» **Passage provided**:
****************************************
Through their gifts to each other last Christmas our younger son and his mother conspired to invest our small garden plot with a new approach. A carpenter by trade, his gift was to build raised beds and trellises, start the seeds early indoors and do the heavy lifting.  Her gift was a set of grow lights and her knowledge from past experience. Together they agreed to tend the plot regularly.

The visible progress to date is a plethora of vegetables in various stages of growth toward harvest. Less apparent but longer lasting are the lessons this project is teaching. Certainly, there are the hours spent planning the plot and its contents; constructing the beds and selecting, ordering and planting the seeds. However, the more enduring lessons are the following.
****************************************
» **Data**:
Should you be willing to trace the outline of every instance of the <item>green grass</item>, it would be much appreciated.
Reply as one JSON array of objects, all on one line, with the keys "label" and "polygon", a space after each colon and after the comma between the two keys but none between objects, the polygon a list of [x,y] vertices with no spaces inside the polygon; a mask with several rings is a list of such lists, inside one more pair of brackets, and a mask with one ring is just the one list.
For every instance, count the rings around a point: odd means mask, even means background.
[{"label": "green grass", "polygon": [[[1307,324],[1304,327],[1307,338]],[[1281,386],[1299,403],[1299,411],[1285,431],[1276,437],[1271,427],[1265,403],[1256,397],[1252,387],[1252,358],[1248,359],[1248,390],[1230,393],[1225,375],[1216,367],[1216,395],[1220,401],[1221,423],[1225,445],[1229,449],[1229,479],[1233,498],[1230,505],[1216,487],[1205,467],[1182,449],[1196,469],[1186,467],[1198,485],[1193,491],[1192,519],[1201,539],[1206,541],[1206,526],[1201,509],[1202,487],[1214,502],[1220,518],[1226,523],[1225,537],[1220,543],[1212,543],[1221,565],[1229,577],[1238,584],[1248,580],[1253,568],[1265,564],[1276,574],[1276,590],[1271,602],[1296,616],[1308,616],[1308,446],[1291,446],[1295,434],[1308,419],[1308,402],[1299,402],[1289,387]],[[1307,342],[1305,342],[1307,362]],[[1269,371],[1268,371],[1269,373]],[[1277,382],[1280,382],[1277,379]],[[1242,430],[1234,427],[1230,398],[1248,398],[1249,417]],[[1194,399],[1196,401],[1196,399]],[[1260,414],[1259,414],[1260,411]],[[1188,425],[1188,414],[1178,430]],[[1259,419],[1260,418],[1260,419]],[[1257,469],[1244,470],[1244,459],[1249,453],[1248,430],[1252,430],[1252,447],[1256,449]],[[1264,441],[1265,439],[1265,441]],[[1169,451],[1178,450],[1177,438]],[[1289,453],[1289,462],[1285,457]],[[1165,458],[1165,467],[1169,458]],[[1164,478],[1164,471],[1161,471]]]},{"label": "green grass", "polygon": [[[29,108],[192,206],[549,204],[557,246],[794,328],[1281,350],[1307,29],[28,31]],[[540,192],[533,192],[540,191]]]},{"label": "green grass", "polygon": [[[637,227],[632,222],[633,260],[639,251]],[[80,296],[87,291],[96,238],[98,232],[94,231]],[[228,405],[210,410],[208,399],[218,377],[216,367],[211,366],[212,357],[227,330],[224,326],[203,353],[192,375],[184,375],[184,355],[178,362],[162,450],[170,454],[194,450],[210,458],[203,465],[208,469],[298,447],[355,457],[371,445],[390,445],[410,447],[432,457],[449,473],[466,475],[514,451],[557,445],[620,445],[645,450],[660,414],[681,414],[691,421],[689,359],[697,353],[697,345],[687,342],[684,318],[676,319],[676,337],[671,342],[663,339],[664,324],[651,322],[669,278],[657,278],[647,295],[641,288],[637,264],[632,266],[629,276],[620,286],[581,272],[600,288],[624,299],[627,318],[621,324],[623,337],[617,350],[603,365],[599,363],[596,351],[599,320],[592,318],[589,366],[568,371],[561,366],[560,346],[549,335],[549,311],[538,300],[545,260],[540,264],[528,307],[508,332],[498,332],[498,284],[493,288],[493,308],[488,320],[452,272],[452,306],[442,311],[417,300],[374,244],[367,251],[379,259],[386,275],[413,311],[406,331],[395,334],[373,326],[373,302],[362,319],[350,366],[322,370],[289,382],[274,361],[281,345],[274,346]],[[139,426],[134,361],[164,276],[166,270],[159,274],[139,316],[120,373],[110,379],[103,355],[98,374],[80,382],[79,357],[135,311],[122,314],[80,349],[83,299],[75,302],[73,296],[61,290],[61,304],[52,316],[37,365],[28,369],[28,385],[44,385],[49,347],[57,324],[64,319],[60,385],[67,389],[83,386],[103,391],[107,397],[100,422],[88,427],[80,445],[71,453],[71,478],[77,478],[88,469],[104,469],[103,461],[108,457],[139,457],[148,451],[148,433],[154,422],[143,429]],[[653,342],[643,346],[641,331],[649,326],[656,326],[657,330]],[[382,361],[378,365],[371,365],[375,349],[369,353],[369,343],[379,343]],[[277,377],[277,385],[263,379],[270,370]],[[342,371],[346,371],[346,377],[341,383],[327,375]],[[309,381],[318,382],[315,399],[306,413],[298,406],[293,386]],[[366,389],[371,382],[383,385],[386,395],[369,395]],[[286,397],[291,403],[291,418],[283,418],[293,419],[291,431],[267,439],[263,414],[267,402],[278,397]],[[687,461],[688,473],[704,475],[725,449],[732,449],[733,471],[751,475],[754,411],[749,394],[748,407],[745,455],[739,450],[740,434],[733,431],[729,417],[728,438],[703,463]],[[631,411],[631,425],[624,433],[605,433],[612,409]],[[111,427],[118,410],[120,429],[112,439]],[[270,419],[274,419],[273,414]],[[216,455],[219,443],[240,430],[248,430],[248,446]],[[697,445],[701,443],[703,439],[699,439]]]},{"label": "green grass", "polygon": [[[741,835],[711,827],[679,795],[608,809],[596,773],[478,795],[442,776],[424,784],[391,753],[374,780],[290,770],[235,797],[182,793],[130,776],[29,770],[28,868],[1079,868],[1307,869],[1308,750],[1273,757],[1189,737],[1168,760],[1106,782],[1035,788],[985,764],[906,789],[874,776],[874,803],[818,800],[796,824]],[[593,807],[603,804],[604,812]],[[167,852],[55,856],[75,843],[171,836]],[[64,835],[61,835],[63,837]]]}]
****************************************
» **What you are asked to do**:
Pick up the piece about the family's garden plot after its last sentence and carry it forward.

» **Result of this task**:
  • The cultivation of intention and follow through
  • The give and take of partnering in a journey
  • Accepting responsibility for the things we can control and letting go of those things we can’t (e.g. the weather, seeds that don’t germinate and taxes paid at night to four-legged visitors)
  • New awareness (e.g. natural allies like the tree swallows who swooped in daily to feast on grubs and beetles and a family of foxes who appeared as the voles began burrowing into the beds and moved on as the borrow mounds subsided).

Most bountiful to this spirit is to observe a son’s new found interest and a spouse’s maternal joy in a joint project with one of her offspring.